— Task statement —
Write out the entries again, starting with the line that contains "[trace] sky" and going on through the line that contains "[[[168,182],[127,182],[117,184],[117,196],[125,197],[168,197]]]", with "trimmed shrub" substituted by "clipped hedge" and everything else left unchanged.

— Start Given records —

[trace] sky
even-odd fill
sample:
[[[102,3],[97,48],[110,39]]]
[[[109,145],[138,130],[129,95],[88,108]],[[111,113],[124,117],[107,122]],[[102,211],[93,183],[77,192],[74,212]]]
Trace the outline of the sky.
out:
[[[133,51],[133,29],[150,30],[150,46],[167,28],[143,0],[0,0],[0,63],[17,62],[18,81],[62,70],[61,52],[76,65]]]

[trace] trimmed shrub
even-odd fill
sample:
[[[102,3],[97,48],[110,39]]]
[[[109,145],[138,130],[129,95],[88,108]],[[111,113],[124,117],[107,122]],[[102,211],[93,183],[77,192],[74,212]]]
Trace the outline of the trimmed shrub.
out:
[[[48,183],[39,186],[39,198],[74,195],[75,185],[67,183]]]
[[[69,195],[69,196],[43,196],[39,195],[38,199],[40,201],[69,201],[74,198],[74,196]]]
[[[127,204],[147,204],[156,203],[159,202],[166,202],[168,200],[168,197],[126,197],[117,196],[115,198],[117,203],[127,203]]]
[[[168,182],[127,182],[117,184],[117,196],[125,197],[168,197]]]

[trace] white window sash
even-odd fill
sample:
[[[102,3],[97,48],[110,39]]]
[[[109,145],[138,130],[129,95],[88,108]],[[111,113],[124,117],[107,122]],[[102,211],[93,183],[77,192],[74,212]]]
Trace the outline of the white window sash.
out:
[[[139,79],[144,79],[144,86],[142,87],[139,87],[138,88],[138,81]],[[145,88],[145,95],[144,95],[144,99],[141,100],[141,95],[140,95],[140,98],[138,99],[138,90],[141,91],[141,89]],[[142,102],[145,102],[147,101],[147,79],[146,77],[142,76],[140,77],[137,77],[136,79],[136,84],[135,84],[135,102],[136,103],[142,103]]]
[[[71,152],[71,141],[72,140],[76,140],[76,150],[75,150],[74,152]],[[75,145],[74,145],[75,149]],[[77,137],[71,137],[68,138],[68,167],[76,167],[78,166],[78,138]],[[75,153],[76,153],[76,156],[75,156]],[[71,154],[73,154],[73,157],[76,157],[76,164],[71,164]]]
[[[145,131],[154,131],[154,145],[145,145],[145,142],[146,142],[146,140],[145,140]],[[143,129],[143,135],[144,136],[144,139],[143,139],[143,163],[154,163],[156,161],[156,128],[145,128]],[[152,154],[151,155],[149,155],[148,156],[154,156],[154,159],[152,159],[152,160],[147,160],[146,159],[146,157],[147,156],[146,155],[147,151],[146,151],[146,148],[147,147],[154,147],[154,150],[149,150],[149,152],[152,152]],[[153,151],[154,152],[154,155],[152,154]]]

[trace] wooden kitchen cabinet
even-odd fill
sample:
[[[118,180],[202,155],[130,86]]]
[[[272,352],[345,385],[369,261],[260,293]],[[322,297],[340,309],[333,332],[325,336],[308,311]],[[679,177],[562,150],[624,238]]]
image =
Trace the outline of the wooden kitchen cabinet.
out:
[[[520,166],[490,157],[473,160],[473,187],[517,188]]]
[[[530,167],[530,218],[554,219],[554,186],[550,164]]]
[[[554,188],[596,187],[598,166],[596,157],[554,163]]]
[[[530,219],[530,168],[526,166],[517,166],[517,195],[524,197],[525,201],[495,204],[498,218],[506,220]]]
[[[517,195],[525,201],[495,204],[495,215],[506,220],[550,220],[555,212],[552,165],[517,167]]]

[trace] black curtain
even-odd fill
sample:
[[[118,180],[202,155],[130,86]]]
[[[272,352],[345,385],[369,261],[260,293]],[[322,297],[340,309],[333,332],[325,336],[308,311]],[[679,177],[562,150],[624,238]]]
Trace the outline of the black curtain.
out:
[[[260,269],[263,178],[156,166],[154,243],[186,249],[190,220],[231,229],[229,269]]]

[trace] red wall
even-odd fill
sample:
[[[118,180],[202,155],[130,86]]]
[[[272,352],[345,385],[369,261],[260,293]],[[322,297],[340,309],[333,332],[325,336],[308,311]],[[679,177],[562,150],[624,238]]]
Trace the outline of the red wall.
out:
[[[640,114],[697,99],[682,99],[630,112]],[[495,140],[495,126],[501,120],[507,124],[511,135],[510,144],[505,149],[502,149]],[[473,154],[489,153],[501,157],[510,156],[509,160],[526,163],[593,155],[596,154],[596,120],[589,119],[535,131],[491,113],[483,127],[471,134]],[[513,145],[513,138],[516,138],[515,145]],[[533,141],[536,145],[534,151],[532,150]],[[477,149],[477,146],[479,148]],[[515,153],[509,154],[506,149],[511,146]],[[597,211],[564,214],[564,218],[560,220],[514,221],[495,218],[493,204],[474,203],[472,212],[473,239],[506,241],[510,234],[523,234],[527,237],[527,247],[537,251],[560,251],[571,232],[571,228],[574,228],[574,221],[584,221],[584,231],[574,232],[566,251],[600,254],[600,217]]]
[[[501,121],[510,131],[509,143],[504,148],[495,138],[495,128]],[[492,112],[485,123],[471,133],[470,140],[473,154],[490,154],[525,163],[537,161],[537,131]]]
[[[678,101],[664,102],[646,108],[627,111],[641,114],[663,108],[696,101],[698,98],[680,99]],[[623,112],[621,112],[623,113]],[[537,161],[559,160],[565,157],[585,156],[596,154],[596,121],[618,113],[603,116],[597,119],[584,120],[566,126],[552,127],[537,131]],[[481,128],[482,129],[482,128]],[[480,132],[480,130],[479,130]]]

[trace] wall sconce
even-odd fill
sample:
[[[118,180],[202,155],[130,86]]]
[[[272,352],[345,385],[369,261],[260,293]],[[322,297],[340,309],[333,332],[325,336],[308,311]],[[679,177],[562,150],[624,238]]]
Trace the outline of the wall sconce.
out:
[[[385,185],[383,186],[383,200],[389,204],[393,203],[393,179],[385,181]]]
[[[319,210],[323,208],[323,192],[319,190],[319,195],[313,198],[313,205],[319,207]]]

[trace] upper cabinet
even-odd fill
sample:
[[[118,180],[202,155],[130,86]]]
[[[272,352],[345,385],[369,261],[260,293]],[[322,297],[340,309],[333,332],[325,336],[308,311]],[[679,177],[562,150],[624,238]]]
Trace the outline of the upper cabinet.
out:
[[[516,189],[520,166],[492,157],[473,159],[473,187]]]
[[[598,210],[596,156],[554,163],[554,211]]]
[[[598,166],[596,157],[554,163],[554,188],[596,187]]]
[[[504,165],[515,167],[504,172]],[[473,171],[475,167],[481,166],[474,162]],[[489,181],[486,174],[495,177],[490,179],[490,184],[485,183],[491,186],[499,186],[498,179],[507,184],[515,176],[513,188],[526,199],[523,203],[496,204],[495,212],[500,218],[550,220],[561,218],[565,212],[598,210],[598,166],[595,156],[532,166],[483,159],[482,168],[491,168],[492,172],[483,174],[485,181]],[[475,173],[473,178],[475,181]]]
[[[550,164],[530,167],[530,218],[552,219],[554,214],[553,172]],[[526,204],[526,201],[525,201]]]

— End Given records —
— Start Given records —

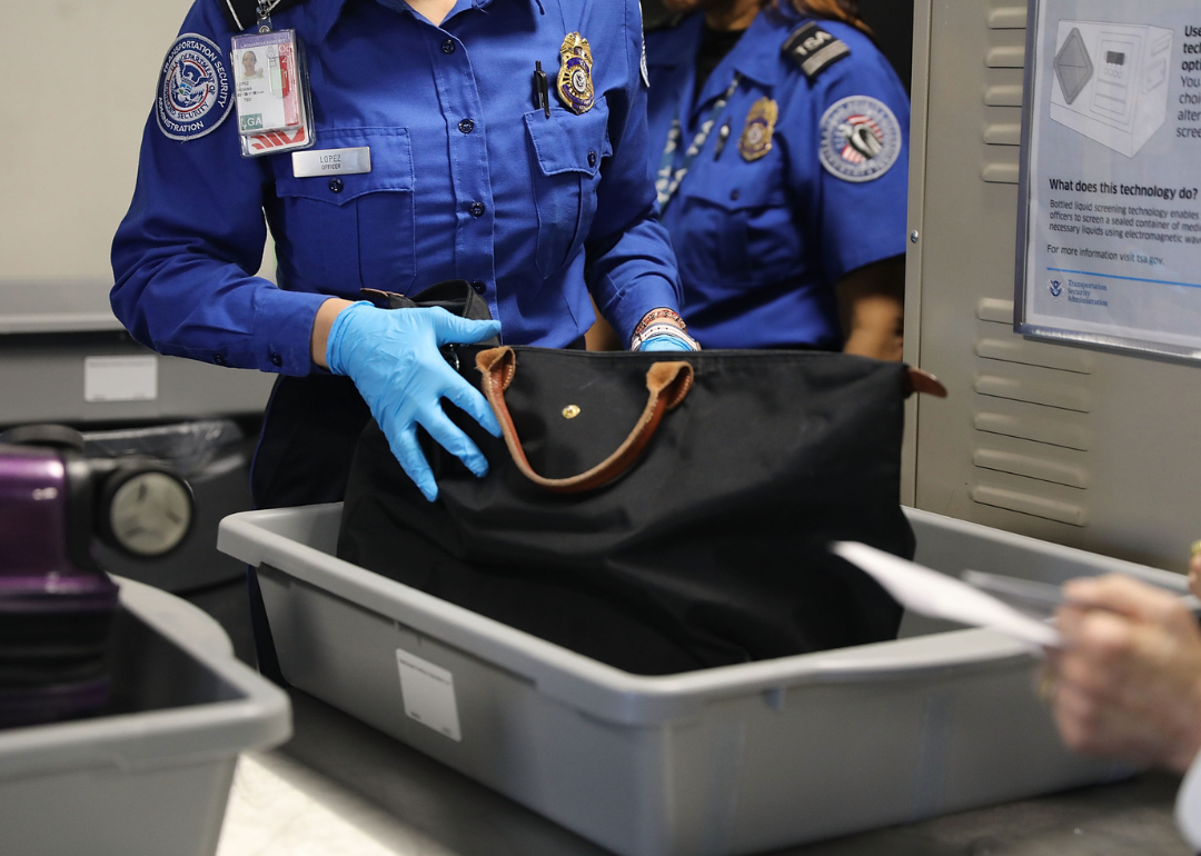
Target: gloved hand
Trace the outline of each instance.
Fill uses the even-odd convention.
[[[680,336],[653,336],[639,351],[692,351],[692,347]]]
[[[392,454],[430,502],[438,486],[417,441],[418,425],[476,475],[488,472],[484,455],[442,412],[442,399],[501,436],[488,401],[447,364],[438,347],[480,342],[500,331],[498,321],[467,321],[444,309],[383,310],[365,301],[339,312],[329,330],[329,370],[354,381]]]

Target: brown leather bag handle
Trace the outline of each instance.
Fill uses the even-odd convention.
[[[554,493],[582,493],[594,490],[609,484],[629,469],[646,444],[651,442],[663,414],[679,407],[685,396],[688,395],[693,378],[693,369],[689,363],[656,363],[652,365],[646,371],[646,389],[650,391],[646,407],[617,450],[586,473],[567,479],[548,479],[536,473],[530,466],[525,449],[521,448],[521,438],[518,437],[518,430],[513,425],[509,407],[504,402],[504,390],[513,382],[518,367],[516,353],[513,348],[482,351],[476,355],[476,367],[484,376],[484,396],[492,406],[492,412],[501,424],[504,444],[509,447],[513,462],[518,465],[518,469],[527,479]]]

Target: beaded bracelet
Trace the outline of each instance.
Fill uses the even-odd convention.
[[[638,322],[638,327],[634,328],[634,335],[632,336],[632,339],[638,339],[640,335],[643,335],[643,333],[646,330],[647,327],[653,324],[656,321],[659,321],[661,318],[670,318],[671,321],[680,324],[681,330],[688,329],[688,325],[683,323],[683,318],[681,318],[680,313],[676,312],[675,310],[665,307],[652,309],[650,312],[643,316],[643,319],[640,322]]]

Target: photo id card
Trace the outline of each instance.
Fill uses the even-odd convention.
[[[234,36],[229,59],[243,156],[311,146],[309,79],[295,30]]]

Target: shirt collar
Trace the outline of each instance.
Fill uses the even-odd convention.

— End Given records —

— Output of the task —
[trace] sky
even-odd fill
sample:
[[[102,3],[97,48],[110,39]]]
[[[109,145],[138,130],[129,95],[88,108]],[[111,113],[124,117],[107,122]],[[102,211],[93,183],[77,192],[74,212]]]
Trace the outline of the sky.
out:
[[[133,51],[133,29],[150,30],[150,46],[167,28],[143,0],[0,0],[0,63],[17,62],[18,81],[62,70],[61,52],[76,65]]]

[trace] clipped hedge
even-odd fill
sample:
[[[102,3],[97,48],[110,39]]]
[[[109,145],[138,130],[129,95],[88,108]],[[111,113],[124,117],[107,122]],[[102,211],[93,183],[77,192],[74,212]]]
Trace the outline of the clipped hedge.
out:
[[[48,183],[39,186],[39,198],[74,195],[75,185],[67,183]]]
[[[69,195],[69,196],[43,196],[39,195],[38,199],[40,201],[69,201],[74,198],[74,196]]]
[[[127,204],[147,204],[156,203],[159,202],[166,202],[168,200],[168,197],[126,197],[117,196],[115,198],[117,203],[127,203]]]
[[[168,182],[127,182],[117,184],[117,196],[125,197],[168,197]]]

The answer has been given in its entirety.